- WHAT TO DO: Lines from the one containing "Q: Find one point on every instance of the bicycle fork" through the last line of the data below are to be returned exactly; leave out the rest.

(Records contained in a dataset)
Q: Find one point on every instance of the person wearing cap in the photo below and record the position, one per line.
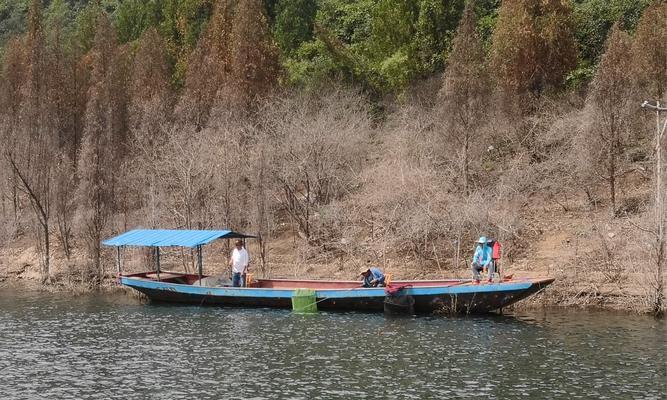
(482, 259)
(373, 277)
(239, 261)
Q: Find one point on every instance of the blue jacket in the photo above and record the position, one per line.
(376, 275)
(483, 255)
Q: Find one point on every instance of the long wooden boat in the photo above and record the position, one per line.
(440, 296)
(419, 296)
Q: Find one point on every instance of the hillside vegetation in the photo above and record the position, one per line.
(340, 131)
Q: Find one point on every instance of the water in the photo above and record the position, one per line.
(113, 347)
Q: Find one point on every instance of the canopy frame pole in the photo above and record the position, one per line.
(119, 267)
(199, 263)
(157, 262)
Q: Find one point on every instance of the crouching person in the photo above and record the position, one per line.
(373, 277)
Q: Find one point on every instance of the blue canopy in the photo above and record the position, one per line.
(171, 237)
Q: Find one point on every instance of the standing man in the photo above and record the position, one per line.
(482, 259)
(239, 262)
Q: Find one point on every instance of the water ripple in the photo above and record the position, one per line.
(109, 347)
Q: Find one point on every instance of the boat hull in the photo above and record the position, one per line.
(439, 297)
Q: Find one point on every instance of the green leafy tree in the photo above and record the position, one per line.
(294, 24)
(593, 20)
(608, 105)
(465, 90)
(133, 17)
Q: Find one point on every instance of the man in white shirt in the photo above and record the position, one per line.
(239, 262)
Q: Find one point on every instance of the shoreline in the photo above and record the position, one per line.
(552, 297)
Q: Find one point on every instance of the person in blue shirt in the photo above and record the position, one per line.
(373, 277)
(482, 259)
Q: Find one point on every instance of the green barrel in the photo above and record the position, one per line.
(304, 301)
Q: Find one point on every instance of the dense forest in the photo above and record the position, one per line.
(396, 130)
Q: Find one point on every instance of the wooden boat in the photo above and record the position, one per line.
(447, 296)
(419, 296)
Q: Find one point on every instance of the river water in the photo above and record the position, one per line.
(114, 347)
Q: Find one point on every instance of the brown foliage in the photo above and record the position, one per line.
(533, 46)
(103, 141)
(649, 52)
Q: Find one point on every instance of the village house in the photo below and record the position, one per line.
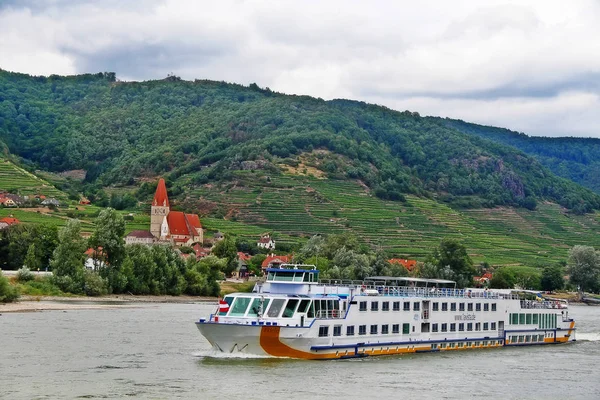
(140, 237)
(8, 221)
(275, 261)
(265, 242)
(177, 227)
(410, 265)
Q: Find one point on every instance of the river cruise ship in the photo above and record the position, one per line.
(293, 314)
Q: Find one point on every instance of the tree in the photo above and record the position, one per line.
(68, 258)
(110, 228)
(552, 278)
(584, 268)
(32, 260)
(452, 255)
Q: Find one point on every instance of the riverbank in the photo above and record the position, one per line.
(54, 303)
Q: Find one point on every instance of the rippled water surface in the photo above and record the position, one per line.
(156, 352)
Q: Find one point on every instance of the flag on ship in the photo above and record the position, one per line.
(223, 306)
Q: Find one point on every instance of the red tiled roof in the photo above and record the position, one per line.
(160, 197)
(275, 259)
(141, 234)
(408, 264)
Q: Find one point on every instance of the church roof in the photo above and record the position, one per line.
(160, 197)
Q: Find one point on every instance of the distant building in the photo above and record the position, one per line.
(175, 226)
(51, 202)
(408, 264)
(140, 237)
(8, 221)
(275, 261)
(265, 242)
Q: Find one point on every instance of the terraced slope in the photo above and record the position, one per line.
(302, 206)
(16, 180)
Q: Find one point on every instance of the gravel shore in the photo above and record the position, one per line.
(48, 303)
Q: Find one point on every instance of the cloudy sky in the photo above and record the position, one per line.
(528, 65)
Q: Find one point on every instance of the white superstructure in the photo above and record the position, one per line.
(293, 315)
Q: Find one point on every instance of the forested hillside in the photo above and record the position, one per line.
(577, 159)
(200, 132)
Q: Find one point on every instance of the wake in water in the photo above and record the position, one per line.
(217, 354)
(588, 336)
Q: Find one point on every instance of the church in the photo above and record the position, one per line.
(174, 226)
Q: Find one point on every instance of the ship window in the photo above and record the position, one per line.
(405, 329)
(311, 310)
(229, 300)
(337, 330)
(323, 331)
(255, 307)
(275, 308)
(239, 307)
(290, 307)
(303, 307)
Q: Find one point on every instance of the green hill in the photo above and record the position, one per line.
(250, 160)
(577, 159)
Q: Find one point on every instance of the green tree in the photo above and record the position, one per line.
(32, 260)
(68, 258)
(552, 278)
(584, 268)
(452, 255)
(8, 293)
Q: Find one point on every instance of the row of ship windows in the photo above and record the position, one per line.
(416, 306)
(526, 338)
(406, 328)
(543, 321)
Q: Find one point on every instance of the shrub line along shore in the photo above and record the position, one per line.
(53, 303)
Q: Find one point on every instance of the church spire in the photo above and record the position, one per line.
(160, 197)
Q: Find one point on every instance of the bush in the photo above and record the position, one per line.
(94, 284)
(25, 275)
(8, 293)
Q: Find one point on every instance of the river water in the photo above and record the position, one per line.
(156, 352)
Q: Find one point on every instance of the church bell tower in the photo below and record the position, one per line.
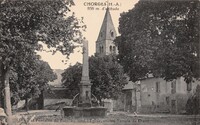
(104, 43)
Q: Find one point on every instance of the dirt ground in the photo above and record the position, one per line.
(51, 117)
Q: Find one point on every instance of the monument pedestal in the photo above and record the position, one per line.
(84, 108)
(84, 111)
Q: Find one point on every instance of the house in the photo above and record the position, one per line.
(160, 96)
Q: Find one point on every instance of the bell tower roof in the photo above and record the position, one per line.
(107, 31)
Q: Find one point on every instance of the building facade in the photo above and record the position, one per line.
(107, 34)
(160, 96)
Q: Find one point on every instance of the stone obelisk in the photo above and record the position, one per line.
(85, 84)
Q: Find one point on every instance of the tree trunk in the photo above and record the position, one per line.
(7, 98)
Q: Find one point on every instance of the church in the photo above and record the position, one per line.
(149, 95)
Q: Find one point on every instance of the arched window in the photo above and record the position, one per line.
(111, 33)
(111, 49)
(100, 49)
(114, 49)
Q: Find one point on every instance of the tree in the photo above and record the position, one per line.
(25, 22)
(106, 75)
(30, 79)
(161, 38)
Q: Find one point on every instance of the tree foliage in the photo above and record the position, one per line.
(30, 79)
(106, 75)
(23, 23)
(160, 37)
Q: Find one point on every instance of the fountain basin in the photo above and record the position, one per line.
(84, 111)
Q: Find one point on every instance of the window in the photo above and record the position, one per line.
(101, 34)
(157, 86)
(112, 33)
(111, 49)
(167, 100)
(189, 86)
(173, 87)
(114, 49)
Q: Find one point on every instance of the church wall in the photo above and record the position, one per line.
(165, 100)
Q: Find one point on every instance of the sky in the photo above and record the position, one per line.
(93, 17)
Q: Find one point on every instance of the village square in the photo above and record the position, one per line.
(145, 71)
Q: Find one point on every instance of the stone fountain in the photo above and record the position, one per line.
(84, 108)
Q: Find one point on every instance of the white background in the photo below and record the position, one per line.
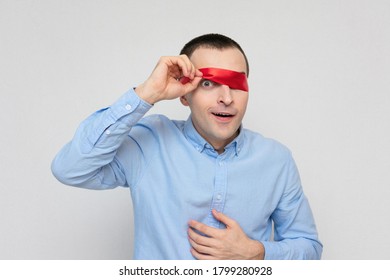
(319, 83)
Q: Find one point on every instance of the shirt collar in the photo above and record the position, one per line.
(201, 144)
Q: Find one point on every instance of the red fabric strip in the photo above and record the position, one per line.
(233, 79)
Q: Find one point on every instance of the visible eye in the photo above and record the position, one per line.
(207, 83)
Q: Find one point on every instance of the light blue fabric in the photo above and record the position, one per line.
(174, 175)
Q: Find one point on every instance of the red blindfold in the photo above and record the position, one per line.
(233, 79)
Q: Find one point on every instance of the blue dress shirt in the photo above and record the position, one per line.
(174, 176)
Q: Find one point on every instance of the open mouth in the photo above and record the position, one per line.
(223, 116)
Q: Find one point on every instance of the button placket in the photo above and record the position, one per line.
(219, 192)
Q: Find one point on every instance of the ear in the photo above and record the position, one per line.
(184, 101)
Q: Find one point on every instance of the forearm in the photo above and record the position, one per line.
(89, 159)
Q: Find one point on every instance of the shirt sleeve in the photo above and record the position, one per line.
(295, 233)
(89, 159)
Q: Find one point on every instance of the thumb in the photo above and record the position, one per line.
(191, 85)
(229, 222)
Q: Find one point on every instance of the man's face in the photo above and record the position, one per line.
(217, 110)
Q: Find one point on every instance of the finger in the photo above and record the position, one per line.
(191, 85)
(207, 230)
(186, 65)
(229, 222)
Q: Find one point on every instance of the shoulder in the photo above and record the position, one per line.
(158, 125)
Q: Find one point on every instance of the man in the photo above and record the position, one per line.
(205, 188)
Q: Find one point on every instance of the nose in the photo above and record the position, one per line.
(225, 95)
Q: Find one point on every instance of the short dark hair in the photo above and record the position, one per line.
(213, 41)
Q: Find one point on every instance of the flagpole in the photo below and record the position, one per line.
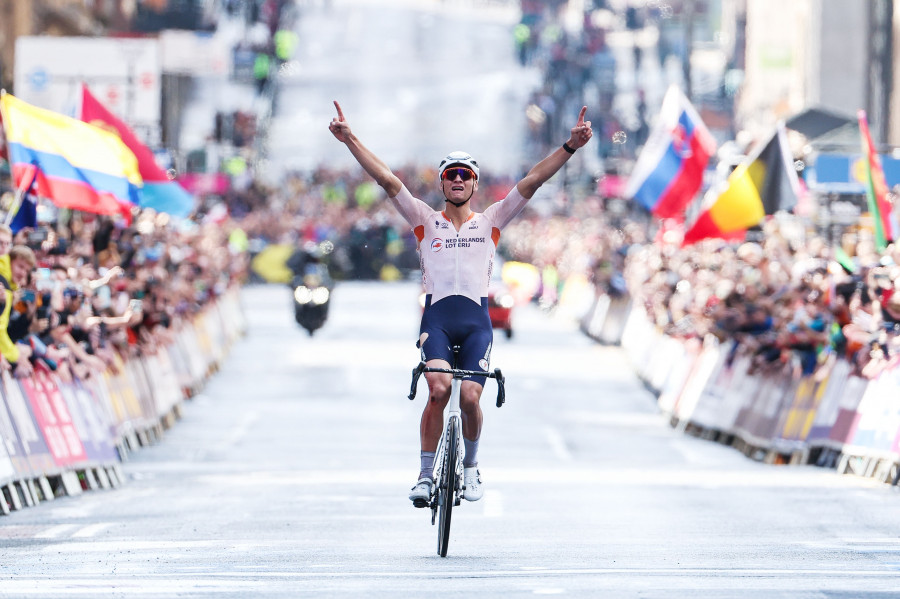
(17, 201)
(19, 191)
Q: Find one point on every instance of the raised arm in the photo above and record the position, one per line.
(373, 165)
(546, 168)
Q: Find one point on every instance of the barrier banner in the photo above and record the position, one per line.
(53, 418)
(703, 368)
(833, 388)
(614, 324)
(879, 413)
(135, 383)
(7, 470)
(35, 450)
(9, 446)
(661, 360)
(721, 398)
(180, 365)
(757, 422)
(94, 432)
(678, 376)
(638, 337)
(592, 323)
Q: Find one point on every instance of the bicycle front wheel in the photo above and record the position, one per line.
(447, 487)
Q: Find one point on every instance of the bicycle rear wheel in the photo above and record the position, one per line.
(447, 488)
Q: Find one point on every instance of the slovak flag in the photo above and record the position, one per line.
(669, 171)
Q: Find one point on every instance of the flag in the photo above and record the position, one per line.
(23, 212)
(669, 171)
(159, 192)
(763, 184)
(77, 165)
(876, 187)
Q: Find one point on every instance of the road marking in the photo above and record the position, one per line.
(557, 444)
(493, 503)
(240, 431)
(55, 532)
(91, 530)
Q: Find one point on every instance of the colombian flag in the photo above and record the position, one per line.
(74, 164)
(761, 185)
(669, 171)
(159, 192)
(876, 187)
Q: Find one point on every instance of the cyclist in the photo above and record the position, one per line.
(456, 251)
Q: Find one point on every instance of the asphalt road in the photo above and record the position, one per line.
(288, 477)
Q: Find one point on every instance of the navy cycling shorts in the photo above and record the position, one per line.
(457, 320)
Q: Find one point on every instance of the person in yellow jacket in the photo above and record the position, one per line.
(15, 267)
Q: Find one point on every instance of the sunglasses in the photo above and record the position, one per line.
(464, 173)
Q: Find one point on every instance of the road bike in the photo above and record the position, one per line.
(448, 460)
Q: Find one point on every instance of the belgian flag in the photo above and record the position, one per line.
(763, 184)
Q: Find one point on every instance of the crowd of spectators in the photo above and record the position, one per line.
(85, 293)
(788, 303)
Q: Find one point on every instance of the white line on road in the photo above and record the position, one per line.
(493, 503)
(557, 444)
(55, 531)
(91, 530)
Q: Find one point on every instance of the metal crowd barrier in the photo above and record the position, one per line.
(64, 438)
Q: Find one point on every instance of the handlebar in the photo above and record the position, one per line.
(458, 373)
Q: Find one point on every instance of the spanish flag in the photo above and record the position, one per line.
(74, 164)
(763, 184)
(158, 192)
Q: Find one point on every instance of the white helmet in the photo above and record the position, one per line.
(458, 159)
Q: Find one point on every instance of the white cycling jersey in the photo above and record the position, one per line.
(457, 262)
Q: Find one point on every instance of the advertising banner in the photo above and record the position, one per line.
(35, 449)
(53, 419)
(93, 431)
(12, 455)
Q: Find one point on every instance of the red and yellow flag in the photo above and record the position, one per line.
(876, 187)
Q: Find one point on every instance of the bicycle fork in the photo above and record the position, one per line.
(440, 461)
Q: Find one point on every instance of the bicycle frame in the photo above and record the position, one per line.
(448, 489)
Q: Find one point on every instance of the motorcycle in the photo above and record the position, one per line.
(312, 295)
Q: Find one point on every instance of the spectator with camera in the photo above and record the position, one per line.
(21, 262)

- EXERCISE SOLUTION:
Q: Find one point on every instance of the bicycle fork in the photo above and record the position, one per line.
(440, 461)
Q: Find one point on every instance of the bicycle frame in the photo above and record the position, one per line.
(448, 489)
Q: Find one point on every instance of the motorcycle in the photo above and record the position, one per line.
(312, 295)
Q: Find one point on every instance of the spectator with camera in the photo above and record the position, one per line.
(21, 262)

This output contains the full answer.